Set task:
In the lines running from the one containing "Annotation guideline. For every instance of the wooden" through the one containing "[(337, 310)]", inclusive, change every "innermost" to "most central" and reproduce only those lines, with everything else unaltered.

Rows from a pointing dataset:
-- BEGIN --

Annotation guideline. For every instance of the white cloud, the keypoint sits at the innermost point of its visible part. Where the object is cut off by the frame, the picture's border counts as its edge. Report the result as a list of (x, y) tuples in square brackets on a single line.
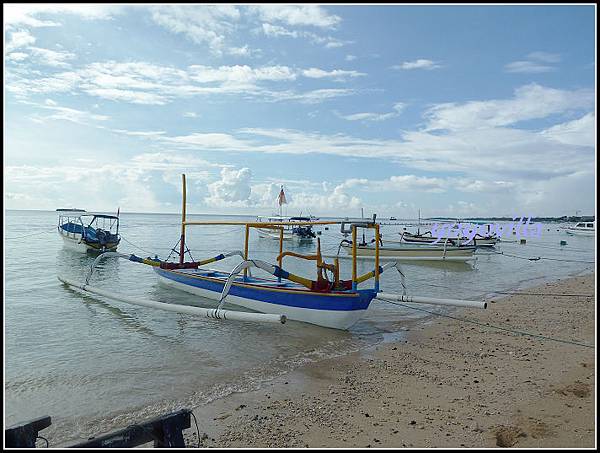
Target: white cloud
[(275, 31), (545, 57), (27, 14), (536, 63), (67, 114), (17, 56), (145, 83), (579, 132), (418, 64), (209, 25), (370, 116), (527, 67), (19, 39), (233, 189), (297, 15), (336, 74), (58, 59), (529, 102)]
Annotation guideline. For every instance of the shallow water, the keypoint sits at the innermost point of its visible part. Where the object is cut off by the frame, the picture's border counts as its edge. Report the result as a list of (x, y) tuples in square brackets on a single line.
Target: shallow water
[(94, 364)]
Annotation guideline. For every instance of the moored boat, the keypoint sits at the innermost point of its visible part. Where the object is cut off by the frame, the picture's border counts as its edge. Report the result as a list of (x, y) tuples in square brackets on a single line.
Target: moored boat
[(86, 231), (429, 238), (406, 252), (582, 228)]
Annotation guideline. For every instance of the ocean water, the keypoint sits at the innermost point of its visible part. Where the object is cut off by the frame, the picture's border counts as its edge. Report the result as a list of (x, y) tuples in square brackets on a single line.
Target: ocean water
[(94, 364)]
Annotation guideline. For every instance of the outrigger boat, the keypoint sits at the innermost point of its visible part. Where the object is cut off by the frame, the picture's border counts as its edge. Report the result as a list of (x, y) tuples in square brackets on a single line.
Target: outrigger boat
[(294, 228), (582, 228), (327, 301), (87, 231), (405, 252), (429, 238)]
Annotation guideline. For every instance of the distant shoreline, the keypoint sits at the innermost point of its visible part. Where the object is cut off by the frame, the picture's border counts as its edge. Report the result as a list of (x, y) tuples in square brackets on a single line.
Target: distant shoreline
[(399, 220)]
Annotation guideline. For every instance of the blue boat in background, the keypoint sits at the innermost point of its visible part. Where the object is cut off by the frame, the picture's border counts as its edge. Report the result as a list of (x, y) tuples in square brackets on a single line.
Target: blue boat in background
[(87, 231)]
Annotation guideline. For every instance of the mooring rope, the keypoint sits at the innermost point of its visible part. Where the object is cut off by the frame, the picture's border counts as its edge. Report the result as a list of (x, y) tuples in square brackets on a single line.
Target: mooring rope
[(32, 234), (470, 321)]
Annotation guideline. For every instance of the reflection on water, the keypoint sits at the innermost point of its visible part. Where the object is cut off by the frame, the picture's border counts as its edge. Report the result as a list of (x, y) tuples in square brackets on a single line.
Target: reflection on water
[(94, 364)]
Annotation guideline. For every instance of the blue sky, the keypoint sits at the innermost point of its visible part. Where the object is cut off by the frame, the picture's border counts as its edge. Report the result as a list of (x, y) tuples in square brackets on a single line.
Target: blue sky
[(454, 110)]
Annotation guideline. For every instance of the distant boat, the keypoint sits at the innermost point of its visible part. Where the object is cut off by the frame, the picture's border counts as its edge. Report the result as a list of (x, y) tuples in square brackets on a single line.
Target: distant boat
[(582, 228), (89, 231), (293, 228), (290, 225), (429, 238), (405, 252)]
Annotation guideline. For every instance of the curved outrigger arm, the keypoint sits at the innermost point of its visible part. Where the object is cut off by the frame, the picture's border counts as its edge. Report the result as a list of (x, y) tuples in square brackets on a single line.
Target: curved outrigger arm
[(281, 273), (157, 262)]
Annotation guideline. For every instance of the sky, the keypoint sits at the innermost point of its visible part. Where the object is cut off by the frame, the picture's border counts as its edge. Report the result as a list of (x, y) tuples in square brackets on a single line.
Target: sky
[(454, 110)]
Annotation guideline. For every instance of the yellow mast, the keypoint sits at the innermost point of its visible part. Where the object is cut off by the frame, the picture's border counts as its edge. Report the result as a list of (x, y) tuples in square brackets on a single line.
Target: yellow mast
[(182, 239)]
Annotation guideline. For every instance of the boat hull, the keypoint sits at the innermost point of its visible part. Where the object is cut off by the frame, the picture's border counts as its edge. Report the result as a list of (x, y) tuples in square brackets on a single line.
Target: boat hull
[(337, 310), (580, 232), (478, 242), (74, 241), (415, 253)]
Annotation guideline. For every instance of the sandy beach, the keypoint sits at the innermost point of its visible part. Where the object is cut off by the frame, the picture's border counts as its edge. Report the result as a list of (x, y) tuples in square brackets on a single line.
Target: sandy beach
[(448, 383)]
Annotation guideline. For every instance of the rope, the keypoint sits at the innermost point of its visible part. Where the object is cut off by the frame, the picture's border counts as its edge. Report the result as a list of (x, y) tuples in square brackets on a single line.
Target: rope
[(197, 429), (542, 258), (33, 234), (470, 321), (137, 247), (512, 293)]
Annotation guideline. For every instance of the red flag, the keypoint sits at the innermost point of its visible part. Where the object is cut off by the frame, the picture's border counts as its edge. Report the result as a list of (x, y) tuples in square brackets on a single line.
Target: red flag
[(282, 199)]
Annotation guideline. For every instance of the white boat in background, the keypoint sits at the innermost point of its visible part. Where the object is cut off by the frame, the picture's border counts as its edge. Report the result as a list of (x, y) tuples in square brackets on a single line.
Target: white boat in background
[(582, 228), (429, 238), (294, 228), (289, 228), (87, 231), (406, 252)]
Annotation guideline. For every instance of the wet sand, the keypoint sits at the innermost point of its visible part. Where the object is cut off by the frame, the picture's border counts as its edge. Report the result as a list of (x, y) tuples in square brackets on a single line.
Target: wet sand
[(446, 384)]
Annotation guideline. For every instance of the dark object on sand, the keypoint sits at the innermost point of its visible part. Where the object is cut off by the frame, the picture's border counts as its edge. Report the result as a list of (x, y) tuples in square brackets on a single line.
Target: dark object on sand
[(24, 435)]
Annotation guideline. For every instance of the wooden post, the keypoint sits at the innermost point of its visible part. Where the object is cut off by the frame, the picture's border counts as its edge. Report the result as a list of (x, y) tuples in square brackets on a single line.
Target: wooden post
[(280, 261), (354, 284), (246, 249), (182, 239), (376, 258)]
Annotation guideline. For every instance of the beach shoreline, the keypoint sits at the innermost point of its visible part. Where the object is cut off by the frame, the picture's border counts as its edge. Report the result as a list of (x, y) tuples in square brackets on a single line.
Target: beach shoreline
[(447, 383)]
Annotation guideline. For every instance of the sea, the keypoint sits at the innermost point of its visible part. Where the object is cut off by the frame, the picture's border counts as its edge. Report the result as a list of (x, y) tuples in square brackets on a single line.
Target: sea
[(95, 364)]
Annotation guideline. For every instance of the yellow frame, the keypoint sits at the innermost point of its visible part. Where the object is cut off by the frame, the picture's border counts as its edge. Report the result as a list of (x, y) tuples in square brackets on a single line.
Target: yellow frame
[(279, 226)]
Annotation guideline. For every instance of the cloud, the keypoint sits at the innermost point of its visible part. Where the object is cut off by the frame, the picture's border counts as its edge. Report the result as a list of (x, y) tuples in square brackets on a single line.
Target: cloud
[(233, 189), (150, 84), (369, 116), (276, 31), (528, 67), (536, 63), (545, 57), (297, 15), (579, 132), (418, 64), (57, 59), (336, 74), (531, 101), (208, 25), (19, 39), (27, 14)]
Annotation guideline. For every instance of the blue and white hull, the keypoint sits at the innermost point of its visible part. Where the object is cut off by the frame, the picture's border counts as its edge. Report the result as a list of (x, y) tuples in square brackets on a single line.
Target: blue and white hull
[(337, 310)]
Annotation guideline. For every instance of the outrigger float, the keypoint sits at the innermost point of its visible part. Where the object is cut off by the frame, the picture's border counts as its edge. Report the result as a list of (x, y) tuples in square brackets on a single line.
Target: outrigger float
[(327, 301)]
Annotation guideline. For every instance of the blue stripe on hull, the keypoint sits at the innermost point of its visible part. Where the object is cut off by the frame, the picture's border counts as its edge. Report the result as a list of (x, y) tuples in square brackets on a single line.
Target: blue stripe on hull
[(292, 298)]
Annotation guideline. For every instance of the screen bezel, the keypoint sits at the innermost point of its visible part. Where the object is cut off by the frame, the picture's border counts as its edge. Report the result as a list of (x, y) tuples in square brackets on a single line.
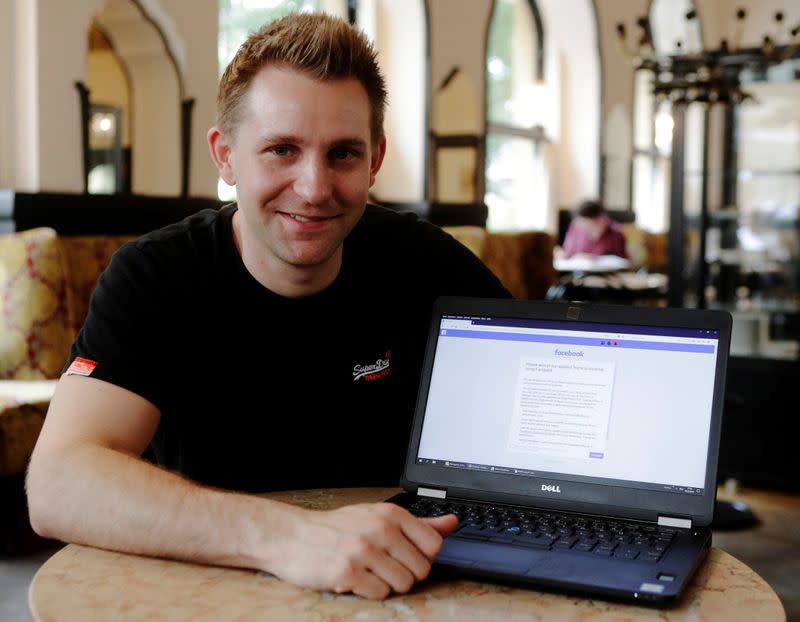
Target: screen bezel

-- END --

Complete answer:
Annotation guideline. For every instance of the wooden post, the keypoint sits at the most central point of its visible part. Where the object is cut off by the frame, the picture's border counts as its edge. Report the result as a list of (x, y) tuples in square brackets on a single line.
Target: wooden post
[(280, 261), (354, 284), (246, 249), (182, 239), (376, 258)]
Annotation guideline. For every instance of the beach shoreline, the keypoint sits at the most central point of its visible part. Where the object is cut off by the frame, the picture's border counts as its edge. Report the result as a list of (x, y) tuples in square brackets on a single line.
Target: beach shoreline
[(447, 383)]
Annotation guideline. For every instance of the sea, the keypoint sits at the most central point of its visible part. Where the object is cut off by the frame, the picture's border counts as its edge. Report the result as a list of (x, y) tuples in square brackets on a single line.
Target: sea
[(95, 364)]
Annotation guideline. For every instance of the yellow frame, the keypoint sits at the most central point of its visible part. Where the object is cut off by the frame, the picture's border counts as its edge. Report the result as a list of (x, y) tuples in square brackets on a single line.
Target: yellow frame
[(279, 226)]
Annotation guideline. For every instance of the cloud, the keypoint sits at the most central point of its visible part. Where the object is cut off by the frame, the picture's border counts as its edge. Report the result as a list of (x, y) tuples in square brackets on a single line.
Target: cloud
[(233, 189), (150, 84), (369, 116), (276, 31), (528, 67), (536, 63), (545, 57), (297, 15), (579, 132), (418, 64), (57, 59), (336, 74), (531, 101), (208, 25), (19, 39), (27, 14)]
Annotation guideline. For every instance of the blue and white hull, the keypoint sits at the most central point of its visible part. Where the object is cut off by the frame, the picture's border counts as its edge. Report the result as a list of (x, y) tuples in square brackets on a single line.
Target: blue and white hull
[(337, 310)]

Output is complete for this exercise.